▶ _DESKRIPSI LATIHAN_
Lanjutkan tulisan tentang kebijakan harga minyak goreng di bawah ini, mulai tepat setelah kalimat terakhirnya.

Minyak goreng merupakan salah satu kebutuhan pokok yang tengah menjadi perbincangan masyarakat. Hal ini bermula ketika permasalahan harga yang tiba tiba melonjak tinggi sejak tahun lalu.
Pada pertengahan Januari 2022, Kementrian Perdagangan mengeluarkan kebijakan dengan menurunkan harga minyak goreng dan menetapkannya menjadi satu harga Rp.14.000 per liter. Namun, Sayangnya, Langkah ini sepertinya malah menimbulkan permasalahan baru.
Pasalnya, setelah pemerintah mengeluarkan kebijakan mengetuk satu harga, justru malah membuat minyak goreng tidak tersedia dimana mana, sekalipun tersedia, harganya kembali melonjak tinggi.
Dilansir dari CNN Indonesia, Yayasan Lembaga Konsumen Indonesia (YLKI) berpendapat bahwa kebijakan mengetuk harga minyak goreng merupakan hal yang sia-sia lantaran dinilai tidak efektif dan menggambarkan ketidakmampuan pemerintah dalam memahami kondisi pasar dan psikologi konsumen.
“Ironi ya, negara penghasil CPO terbesar di dunia seharusnya harga minyak gorengnya terjangkau atau bahkan seharusnya jadi yang termurah di dunia. Dalam catatan saya, kebijakan subsidi Rp3,5 triliun dengan 1,2 miliar liter itu sebuah kebijakan yang sia-sia seperti menggarami laut. Terbukti tidak efektif sampai detik ini,” kata Ketua Pengurus Harian YLKI Tulus Abadi dalam webinar Para Syndicate, Jumat (28/1).
Pernyataan tersebut nampaknya beralasan. Pasalnya, sejumlah pedagang sembako di pasar tradisional mengaku kesulitan mendapat pasokan minyak goreng dengan harga Rp14 ribu per liter.
Tak hanya pasar tradisional, pramusaji ritel modern juga mengungkapkan hal yang sama, di mana minyak goreng selalu ludes terjual setelah pembeli berbondong-bondong datang usai pengumuman harga minyak goreng murah pada Rabu (19/1) lalu. Imbasnya, ritel modern mengaku pasokan minyak goreng kosong beberapa hari terakhir.
Masalah pasokan belum usai, Kemendag justru mengeluarkan peraturan baru yang menetapkan Harga Eceran Tertinggi (HET) minyak goreng per 1 Februari 2022. Harga eceran yang ditetapkan mulai dari Rp11.500 per liter untuk minyak goreng curah, Rp13.500 untuk minyak goreng kemasan sederhana, dan Rp14.000 untuk minyak goreng kemasan premium.
Kebijakan tersebut dibuat Menteri Perdagangan Muhammad Lutfi dengan mewajibkan pemenuhan minyak goreng bagi konsumen dalam negeri (domestic market obligation/DMO) bagi ekspor minyak sawit.
Lutfi pun mendorong produsen untuk segera menyalurkan minyak goreng dan memastikan tidak terjadi kekosongan stok di tingkat pedagang dan pengecer.
Ia pun tak segan-segan akan mencabut izin usaha pengecer atau perusahaan minyak goreng yang menjual dengan harga di atas HET.

▶ _CUPLIKAN DATA_
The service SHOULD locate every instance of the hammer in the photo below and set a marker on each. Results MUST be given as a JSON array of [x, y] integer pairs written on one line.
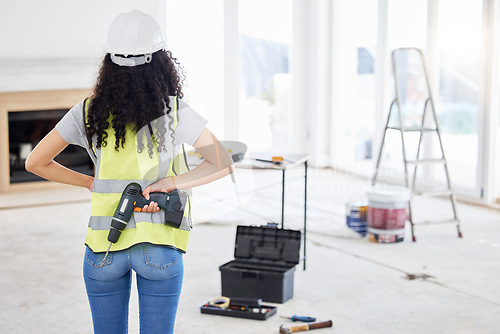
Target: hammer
[[305, 327]]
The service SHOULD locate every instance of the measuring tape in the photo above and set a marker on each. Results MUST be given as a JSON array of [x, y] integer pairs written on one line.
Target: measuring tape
[[222, 302]]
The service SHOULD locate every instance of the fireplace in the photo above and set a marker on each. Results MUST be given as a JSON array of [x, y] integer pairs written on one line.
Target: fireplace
[[25, 118]]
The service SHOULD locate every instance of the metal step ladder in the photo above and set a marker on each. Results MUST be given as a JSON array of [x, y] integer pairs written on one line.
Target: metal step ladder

▶ _JAWABAN LATIHAN_
Ekonom Center of Reform on Economics (CORE) Indonesia Akhmad Akbar Susamto mengatakan kebijakan pemerintah dalam menetapkan minyak goreng satu harga dinilai tidak akan efektif selama tidak memperbaiki jalur distribusi yang ada.
“Kebijakan yang diambil pemerintah itu kan penetapan harga, kalau harga minyak goreng harus sekian, kebijakan penetapan harga seperti ini tidak akan bisa menyelesaikan masalah kalau permasalahan distribusi tidak diatasi,” kata Akhmad kepada CNNIndonesia.com, Rabu (2/2).
tidak heran apabila terdapat oknum distributor yang tidak mengikuti kebijakan atau peraturan yang dibuat pemerintah mengenai harga penjualan minyak goreng, sebab mereka sudah terlanjur membeli minyak goreng dengan harga pasaran. Dengan begitu, mereka enggan memasok minyak goreng dengan harga yang lebih murah.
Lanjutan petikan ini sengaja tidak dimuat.